[BEGIN Passage shown]
Action movies, for me, are a great escape when there's just nothing to
do. And who represents action more than Arnold Schwarzenegger? This is
from True Lies, a great Arnie movie.
Co-starring Jamie Lee Curtis, Tia Carrere and Tom Arnold, True Lies
was directed by ole "King of the World" himself, Titanic director
James Cameron. True Lies is the story of Harry Tasker, computer
software salesman by day, Secret Agent by night. Curtis plays his unsuspecting,
bored wife Helen, who decides to spice up her life by by being involved
in a spy plot herself. She meets a used car salesman who is pretending
to be a spy, in order to score with unsuspecting women, Helen being his
latest challenge.
While all this is going on, Harry, working for an Ultra-Secret Intelligence
Division known as The Omega Sector, is investigating Palestinian terrorists
who have smuggled four small nuclear bombs into the Florida Keys, where
they plan to detonate one each week until the U.S. withdraws from the Persian
gulf.
(Picture
Courtesy of Tia Time-The Tia Carrere Page)
Instrumental in the terrorist plot to nuke the U.S. is Tia Carrere,
playing the femme fatale Juno Skinner, an antiquities importer and
mercenary, who assists the terrorist Aziz in his efforts to bring the stolen
nukes to the Keys, while at the same time trying to seduce (or kill, or
both) Harry.
Offering the best action I've seen in years, True Lies is, in my opinion, a much better movie that Titanic, but then again, I'm not a chick. Full of action and humor, the only place the plot drags is when Helen, at a rendezvous with Simon the car salesman, is abducted by Harry and his confederates (in masks) and interrogated at Harry's headquarters. This part of the movie, while important, isn't handled as well as I think it could have been. However, the stunts are incredible, and at a time when CGI (computer generated graphics) was just coming into use, Cameron employed them without overemploying them, especially in the Harrier Jet scenes. Cameron has a good sense of what special effects are for. George Lucas, you might want to pay attention to his use of effects in his movies.
Most of Arnie's movies are good for action, not for logic. If Arnold ever
does a movie with Steven Spielberg, the guys who spend all their time spotting
inconsistencies, mistakes and incongruities will declare a holiday.
Don't get me wrong. Spielberg is an incredible director, as good as (if
not better than) James Cameron. In fact, there are similarities between
the two directors. Both dumped absolutely beautiful women (Spielberg dumped
the beautiful Amy Irving, for Kate Capshaw. Nothing against Irving, but
I would have made that trade myself; Cameron dumped the gorgeous Linda
Hamilton, for whom, I'm not sure), and both had humble starts in their
directing careers: Spielberg toiled at TV movies (making the superlative
TV film Duel, with Dennis Weaver, not to mention a classic Night
Gallery episode with Joan Crawford), while Cameron directed a very
low budget (and terrible) movie known as Pirhana II - The Spawning.
[END Passage shown]
[BEGIN Recorded data]
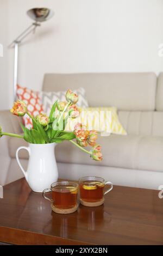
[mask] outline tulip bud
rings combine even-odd
[[[23,117],[27,111],[27,105],[22,100],[18,100],[14,103],[12,108],[10,109],[11,113],[18,117]]]
[[[79,108],[75,105],[70,106],[68,108],[69,117],[72,118],[76,118],[80,114]]]
[[[46,126],[49,123],[49,119],[46,114],[41,113],[36,116],[36,119],[42,126]]]
[[[90,131],[87,138],[87,142],[91,146],[96,145],[96,141],[97,139],[97,132],[95,130]]]
[[[102,161],[103,160],[103,155],[101,152],[101,147],[100,145],[96,145],[91,150],[91,157],[95,161]]]
[[[71,101],[72,104],[75,104],[78,101],[78,96],[71,90],[68,90],[66,94],[67,101]]]
[[[102,161],[103,160],[103,155],[101,152],[92,153],[91,154],[91,157],[92,159],[93,159],[93,160],[95,161]]]
[[[79,145],[79,146],[84,147],[87,147],[87,142],[86,140],[85,141],[77,141],[77,144]]]
[[[58,101],[57,103],[57,107],[59,111],[63,111],[67,105],[67,102],[65,101]]]
[[[77,140],[80,142],[85,141],[89,135],[89,132],[86,131],[86,127],[79,123],[77,123],[74,126],[74,133]]]

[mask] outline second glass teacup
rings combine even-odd
[[[60,181],[53,183],[51,189],[46,188],[42,192],[43,197],[53,204],[52,210],[60,212],[56,209],[71,209],[78,206],[77,194],[78,184],[70,181]],[[46,193],[52,193],[52,199],[45,196]],[[67,213],[64,212],[63,213]],[[68,212],[67,212],[68,213]]]
[[[110,185],[111,187],[104,191],[106,185]],[[102,178],[86,176],[79,179],[79,187],[82,204],[98,206],[103,203],[103,196],[112,189],[113,184]]]

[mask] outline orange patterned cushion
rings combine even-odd
[[[26,87],[17,86],[17,97],[18,100],[24,101],[27,105],[28,111],[32,115],[36,115],[43,112],[39,92],[34,92]],[[33,127],[31,119],[27,114],[23,117],[25,126],[30,129]]]

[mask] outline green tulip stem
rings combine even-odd
[[[68,106],[70,105],[71,102],[70,101],[70,100],[68,102],[67,104],[65,106],[63,111],[62,112],[62,113],[61,113],[61,115],[59,117],[59,119],[58,120],[58,122],[57,122],[57,126],[59,126],[59,122],[61,120],[63,115],[64,115],[64,113],[65,111],[66,111],[67,109],[68,108]]]
[[[22,135],[18,135],[18,134],[15,134],[15,133],[10,133],[8,132],[2,132],[2,133],[0,134],[1,136],[5,135],[7,136],[10,136],[10,137],[15,137],[16,138],[20,138],[21,139],[23,139],[24,138],[23,136]]]
[[[31,115],[31,114],[28,111],[27,112],[27,114],[28,114],[28,115],[29,115],[29,117],[30,117],[32,120],[34,121],[36,124],[37,124],[37,121],[36,119],[35,119],[35,118],[33,117],[32,115]]]
[[[80,146],[79,145],[78,145],[77,143],[76,143],[74,141],[72,141],[72,139],[71,139],[70,141],[72,143],[73,143],[74,145],[75,145],[76,146],[78,147],[78,148],[79,148],[79,149],[81,149],[81,150],[83,150],[84,151],[84,152],[85,152],[86,153],[87,153],[87,154],[89,154],[90,155],[91,155],[91,153],[89,151],[87,151],[86,150],[86,149],[84,149],[83,148],[82,148],[82,147]]]

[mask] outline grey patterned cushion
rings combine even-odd
[[[78,107],[89,107],[87,101],[85,97],[85,89],[80,87],[73,92],[79,96],[79,100],[77,103]],[[48,115],[49,114],[52,106],[57,100],[60,101],[65,101],[66,91],[61,92],[41,92],[40,97],[43,106],[44,112]]]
[END Recorded data]
Work to complete
1) Transcribe the True Lies review from "Most of Arnie's" up to and including "declare a holiday.".
2) Decide whether each statement agrees with the True Lies review, and answer yes or no for each with the deciding words from the review quoted exactly: (a) True Lies was directed by James Cameron. (b) The terrorists smuggled three nuclear bombs into the Florida Keys. (c) Juno Skinner is an antiquities importer.
3) According to the True Lies review, what is the name of the intelligence division Harry works for?

Answers to the tasks
1)
Most of Arnie's movies are good for action, not for logic. If Arnold ever
does a movie with Steven Spielberg, the guys who spend all their time spotting
inconsistencies, mistakes and incongruities will declare a holiday.

2)
(a) Yes: "Titanic director James Cameron"
(b) No: "who have smuggled four small nuclear bombs into the Florida Keys"
(c) Yes: "an antiquities importer and mercenary"

3) The Omega Sector.